DATA TO USE:
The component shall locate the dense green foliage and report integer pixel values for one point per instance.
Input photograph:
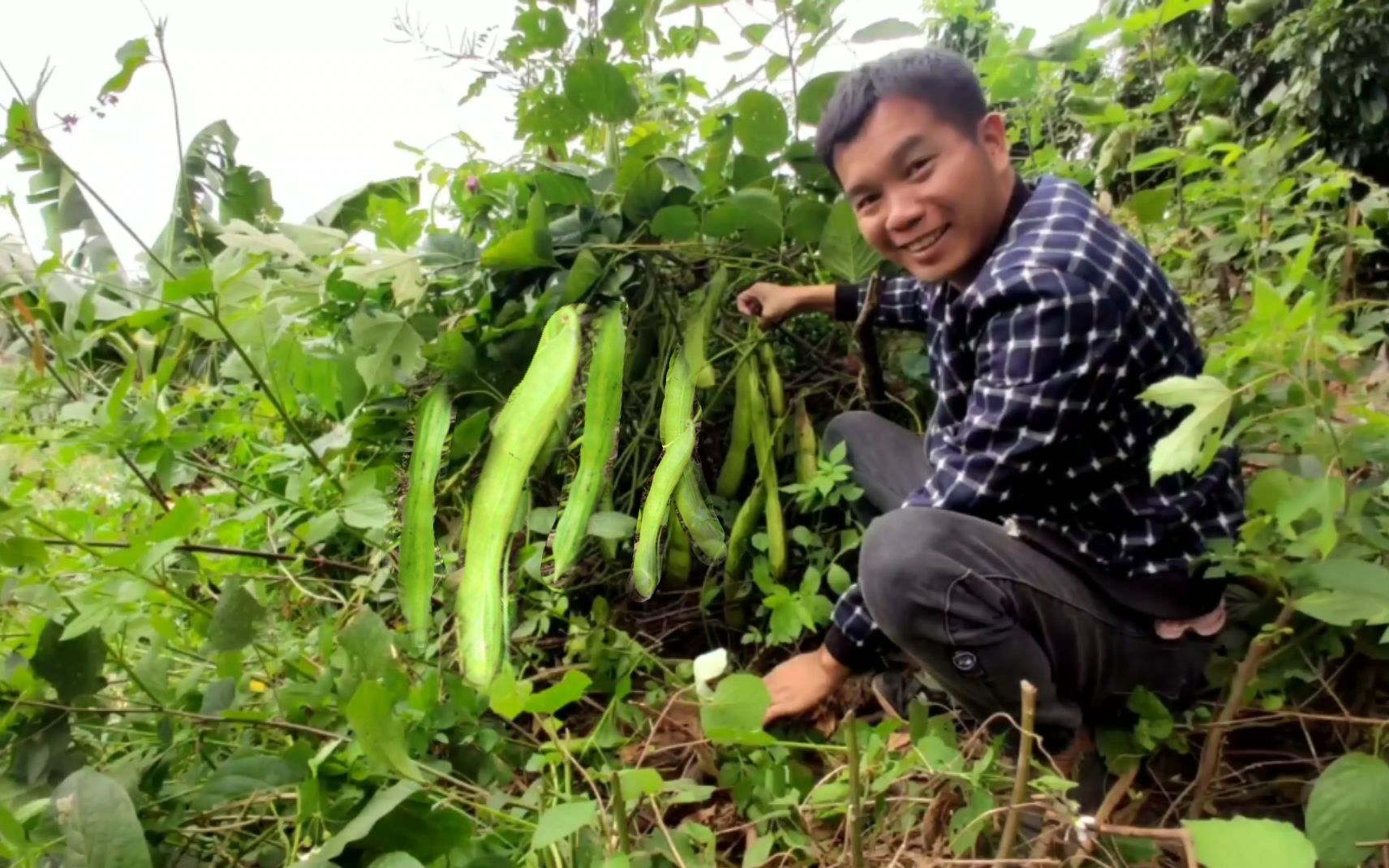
(203, 467)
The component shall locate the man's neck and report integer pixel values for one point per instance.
(1017, 197)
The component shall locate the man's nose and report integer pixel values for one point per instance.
(905, 212)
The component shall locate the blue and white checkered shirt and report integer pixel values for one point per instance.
(1038, 367)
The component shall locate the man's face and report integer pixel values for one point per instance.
(928, 197)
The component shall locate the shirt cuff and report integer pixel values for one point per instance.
(846, 302)
(858, 657)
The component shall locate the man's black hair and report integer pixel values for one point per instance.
(935, 75)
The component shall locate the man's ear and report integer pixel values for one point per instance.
(993, 138)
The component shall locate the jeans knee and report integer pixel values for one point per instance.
(846, 427)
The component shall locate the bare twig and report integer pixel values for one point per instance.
(856, 838)
(1020, 781)
(1215, 739)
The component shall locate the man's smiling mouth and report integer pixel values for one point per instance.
(926, 242)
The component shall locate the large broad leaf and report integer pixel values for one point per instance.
(563, 821)
(888, 28)
(235, 620)
(71, 665)
(1244, 844)
(762, 125)
(99, 823)
(1349, 803)
(675, 224)
(382, 803)
(528, 247)
(380, 731)
(844, 251)
(733, 714)
(600, 89)
(1193, 443)
(815, 96)
(389, 347)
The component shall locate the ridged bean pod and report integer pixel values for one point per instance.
(602, 413)
(646, 553)
(417, 542)
(762, 429)
(517, 435)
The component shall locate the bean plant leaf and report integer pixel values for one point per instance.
(380, 731)
(600, 89)
(390, 347)
(99, 823)
(384, 801)
(235, 620)
(888, 28)
(1349, 803)
(733, 714)
(762, 127)
(1192, 445)
(844, 251)
(561, 821)
(1244, 842)
(71, 665)
(131, 56)
(675, 224)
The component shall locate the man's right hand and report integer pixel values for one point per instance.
(803, 682)
(772, 303)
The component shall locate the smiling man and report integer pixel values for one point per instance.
(1021, 536)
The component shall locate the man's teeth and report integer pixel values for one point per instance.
(917, 246)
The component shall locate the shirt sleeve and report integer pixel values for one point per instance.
(1051, 349)
(854, 638)
(901, 303)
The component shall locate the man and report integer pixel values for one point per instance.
(1022, 539)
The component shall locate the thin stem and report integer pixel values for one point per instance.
(1020, 780)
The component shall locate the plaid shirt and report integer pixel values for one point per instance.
(1037, 368)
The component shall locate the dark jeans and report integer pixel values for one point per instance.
(983, 610)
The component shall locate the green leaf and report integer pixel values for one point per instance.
(806, 221)
(675, 224)
(643, 196)
(398, 860)
(844, 251)
(815, 96)
(733, 714)
(1244, 842)
(380, 731)
(99, 823)
(888, 28)
(235, 620)
(367, 642)
(384, 801)
(762, 125)
(1191, 443)
(195, 284)
(759, 216)
(612, 525)
(561, 821)
(390, 347)
(528, 247)
(564, 694)
(1149, 206)
(131, 56)
(600, 89)
(1349, 803)
(178, 522)
(1159, 156)
(72, 665)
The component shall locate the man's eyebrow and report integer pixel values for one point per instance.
(899, 154)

EXERCISE DIRECTIONS: Reproduce the listing exactly. Do not include its images.

RESPONSE BELOW:
The component shall locate the dense green foliage and report integer pixel values for one point per instance.
Input photograph:
(203, 467)
The component shall locate the man's neck and report integer pixel values for one point per instance.
(1017, 197)
The component shall locate the man's nose and report integer pixel values for one point per instance.
(905, 212)
The component shall locate the blue and white checkered shirt and report integer pixel values for one point per instance.
(1038, 367)
The component shall locate the man's face and report integer pixel values for one point per instance.
(928, 197)
The component shall locate the shirt cuff and report integer pixel values for one point per instance.
(846, 302)
(858, 657)
The component shall locate the man's black hair and report integer pixel values for one point per instance.
(935, 75)
The component shall locate the man's ear and report integer pixel values for one point per instance.
(993, 138)
The component shall locate the jeans knee and report integer pixel values for one point per instance.
(846, 427)
The component shall locate the bare twig and report integer pixel values for one point per instance.
(856, 838)
(1020, 781)
(1215, 739)
The component shall locate the man's smiling mouth and report integer pixel values for one point per instance.
(926, 242)
The component shall locate the large broad leaf and report integer pixel values for one point per instance.
(563, 821)
(888, 28)
(235, 620)
(71, 665)
(1244, 844)
(762, 125)
(99, 823)
(1349, 803)
(675, 224)
(382, 803)
(528, 247)
(380, 731)
(844, 251)
(733, 714)
(600, 89)
(1193, 443)
(815, 96)
(389, 347)
The component shall locate the ridged bean pod and report integer pixel values for one point per instance.
(602, 413)
(646, 553)
(417, 542)
(762, 429)
(517, 435)
The component shall locate the bean plant leaf and report integer pixel values for one point per instance.
(380, 731)
(600, 89)
(390, 347)
(99, 823)
(384, 801)
(235, 620)
(888, 28)
(1349, 803)
(733, 714)
(762, 127)
(1192, 445)
(844, 251)
(561, 821)
(1244, 842)
(71, 665)
(131, 56)
(675, 224)
The component shall locate the man's right hand and report integer pixel values for one point per instance.
(803, 682)
(772, 303)
The component shall locate the smiling man and report integer pixel values for one point per instance.
(1021, 536)
The component shall locate the man's teeth and report integer pixel values for one point per instance.
(917, 246)
The component shall locate the shirt sleeve and report integer pixel values for one point per instance.
(1051, 349)
(854, 638)
(901, 303)
The component shall locate the man and report integer pixel values for one point per instance.
(1022, 539)
The component shall locate the thin stem and report integer pixel values for one point per instance.
(1020, 780)
The component shall locate the plaid shirt and report integer pixel values for one point per instance.
(1037, 368)
The component shall locate the dark jeans and report integer pixel values for one point per instance.
(983, 610)
The component shall locate the green leaf and report integer pixel values for one point per instance.
(806, 221)
(675, 224)
(643, 196)
(398, 860)
(844, 251)
(815, 96)
(733, 714)
(1244, 842)
(380, 731)
(99, 823)
(888, 28)
(235, 620)
(367, 642)
(384, 801)
(762, 125)
(1191, 443)
(195, 284)
(759, 216)
(612, 525)
(561, 821)
(390, 347)
(528, 247)
(564, 694)
(1149, 206)
(131, 56)
(600, 89)
(1349, 803)
(178, 522)
(1159, 156)
(72, 665)
The component shall locate the man's eyebrow and report integer pixel values for one point per instance.
(899, 154)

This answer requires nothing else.